§ **WRITTEN REQUEST**: Transcribe the material below exactly as it appears.

--------------------------------------------------

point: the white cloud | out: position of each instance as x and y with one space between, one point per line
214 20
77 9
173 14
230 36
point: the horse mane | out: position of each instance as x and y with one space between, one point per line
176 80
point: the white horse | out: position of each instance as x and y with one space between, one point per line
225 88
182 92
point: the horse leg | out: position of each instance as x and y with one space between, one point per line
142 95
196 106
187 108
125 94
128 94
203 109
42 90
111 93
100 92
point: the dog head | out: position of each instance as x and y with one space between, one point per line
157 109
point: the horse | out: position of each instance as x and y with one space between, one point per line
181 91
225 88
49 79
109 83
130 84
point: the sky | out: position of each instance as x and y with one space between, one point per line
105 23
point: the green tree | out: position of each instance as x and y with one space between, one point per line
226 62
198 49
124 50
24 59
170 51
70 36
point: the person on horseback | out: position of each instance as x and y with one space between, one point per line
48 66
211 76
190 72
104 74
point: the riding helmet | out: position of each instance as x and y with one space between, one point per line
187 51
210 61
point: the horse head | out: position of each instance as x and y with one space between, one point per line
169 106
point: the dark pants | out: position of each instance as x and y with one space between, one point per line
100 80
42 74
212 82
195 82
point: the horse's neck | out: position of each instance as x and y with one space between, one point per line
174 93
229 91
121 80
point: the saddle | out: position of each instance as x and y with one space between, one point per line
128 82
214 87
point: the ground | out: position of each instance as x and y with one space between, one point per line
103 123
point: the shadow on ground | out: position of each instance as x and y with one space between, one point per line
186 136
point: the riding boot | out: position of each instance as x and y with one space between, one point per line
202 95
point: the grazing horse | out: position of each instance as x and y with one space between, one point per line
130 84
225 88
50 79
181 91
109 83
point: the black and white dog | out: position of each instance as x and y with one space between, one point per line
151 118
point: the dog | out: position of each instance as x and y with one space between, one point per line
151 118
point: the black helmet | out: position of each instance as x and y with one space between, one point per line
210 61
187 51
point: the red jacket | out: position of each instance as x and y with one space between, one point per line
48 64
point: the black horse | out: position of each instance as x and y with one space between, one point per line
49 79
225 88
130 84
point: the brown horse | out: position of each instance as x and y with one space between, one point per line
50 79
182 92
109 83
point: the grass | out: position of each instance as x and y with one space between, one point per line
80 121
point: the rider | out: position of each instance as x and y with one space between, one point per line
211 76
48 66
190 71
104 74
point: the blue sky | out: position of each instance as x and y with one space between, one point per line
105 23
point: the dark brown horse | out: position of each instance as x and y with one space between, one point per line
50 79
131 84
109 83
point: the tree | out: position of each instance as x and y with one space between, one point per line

--------------------------------------------------

§ **EXERCISE ANSWER**:
point: the white cloud | out: position of each instance as x and y with one space between, one point per line
214 20
77 9
173 14
230 36
point: the horse mane | out: position of each instance as x and y with one space between, one point per line
176 80
point: the white horse | out: position of each instance as x and y with one space between, one point per line
225 88
182 92
point: the horse leg | out: position of each instance as x and y with one space between, one point per line
142 95
196 106
187 108
125 94
128 94
203 109
42 90
111 93
100 92
point: the dog head | out: position of each instance as x and y with one space between, one point per line
157 109
point: the horse | out: position of each instance as x and y with one space between, one point per line
181 91
225 88
49 79
109 83
130 84
point: the sky | out: position of each instance as x and y with one space between, one point per line
105 23
point: the green tree | out: position of each instance as x and y with one space between, one point per line
226 62
198 49
124 50
24 59
170 51
70 36
point: the person on horseback | out: position of each instance as x and y with one space between, one point per line
48 66
211 76
190 72
104 74
point: the riding helmet | out: position of each instance as x and y with one space between, one point per line
187 51
210 61
point: the horse head | out: position of each instance as x and y with one space between, one point per line
169 106
point: the dark pants | out: position of each instance as x and y with one space between, one point per line
100 80
42 74
212 82
195 82
point: the horse's neck | out: position of each instance as x and y with one space between, one point per line
174 93
229 91
121 80
point: the saddle | out: position of each instance as x and y with one space between, one point per line
128 82
214 87
point: the ground | out: position of each instance as x and y with one space between, one point per line
103 123
point: the shadow on ground | out: position of each instance as x and y with one space between, one point per line
186 136
point: the riding boot | out: position of each instance as x and y with one space between, one point per line
202 95
point: the grazing horse | out: position of each instance as x and y with one space between, one point per line
130 84
225 88
50 79
181 91
109 83
point: the black and white dog | out: position of each instance as x and y with one space between, one point per line
151 118
point: the dog | out: position of each instance as x and y with one space between, one point per line
151 118
point: the black helmet | out: position of each instance as x and y with one space between, one point per line
210 61
187 51
point: the red jacket | out: position of each instance as x and y with one space between, one point per line
48 64
point: the black horse | out: position of each instance as x and y with one space between, one point per line
49 79
225 88
130 84
point: the brown horse | out: position of each instance as x and y with one space between, one point per line
50 79
182 92
109 83
point: the grass | out: position of each instance as x and y with one space between, one point per line
80 121
point: the rider | out: position of each instance as x and y with one space between, one point per line
211 76
48 66
190 71
104 74
point: the blue sky | out: position of each instance as x and y with one space between, one point per line
105 23
point: the dark brown horse | out: position of each instance as x and y with one space between, one point per line
50 79
131 84
109 83
point: the tree | out: position of each instance as x and y with one space between, one point per line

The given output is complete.